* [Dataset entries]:
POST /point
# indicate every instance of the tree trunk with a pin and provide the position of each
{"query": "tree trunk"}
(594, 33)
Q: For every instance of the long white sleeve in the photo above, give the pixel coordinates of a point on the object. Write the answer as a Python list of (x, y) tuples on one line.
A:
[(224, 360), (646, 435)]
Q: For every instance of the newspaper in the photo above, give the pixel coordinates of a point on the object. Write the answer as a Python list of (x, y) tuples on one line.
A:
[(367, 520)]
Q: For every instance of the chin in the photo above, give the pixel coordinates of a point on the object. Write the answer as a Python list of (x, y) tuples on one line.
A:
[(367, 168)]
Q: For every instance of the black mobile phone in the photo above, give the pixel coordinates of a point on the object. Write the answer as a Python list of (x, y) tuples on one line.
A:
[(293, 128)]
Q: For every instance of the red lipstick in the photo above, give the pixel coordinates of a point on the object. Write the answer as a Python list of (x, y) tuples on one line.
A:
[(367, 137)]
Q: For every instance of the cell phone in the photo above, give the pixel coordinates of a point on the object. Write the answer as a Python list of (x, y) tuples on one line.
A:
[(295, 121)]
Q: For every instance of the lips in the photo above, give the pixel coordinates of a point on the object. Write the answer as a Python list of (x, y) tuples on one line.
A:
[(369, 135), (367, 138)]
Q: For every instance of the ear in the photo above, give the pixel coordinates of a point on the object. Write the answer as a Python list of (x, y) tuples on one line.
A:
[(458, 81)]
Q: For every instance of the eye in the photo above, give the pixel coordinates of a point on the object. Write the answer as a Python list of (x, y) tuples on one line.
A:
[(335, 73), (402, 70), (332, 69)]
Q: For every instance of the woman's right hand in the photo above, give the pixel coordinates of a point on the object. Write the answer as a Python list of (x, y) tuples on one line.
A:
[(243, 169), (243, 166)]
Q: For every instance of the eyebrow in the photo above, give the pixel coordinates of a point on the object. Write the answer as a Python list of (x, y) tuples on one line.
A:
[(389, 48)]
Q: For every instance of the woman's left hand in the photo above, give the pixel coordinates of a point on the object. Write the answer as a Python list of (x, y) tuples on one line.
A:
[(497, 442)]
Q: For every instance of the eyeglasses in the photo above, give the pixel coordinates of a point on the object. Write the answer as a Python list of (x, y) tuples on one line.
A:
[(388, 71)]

* [The problem]:
Please update the lines starting at the one containing "Q: For every instance of the ear" and ending at the one containing "[(458, 81)]" by changing "pixel coordinates" to "image coordinates". Write out only those lines, with nothing else altered.

* [Task solution]:
Q: For every instance of the ear in the photo above, give the image coordinates of a point on the object. Write the answer as a Python list of (x, y) tuples on one line.
A:
[(458, 81)]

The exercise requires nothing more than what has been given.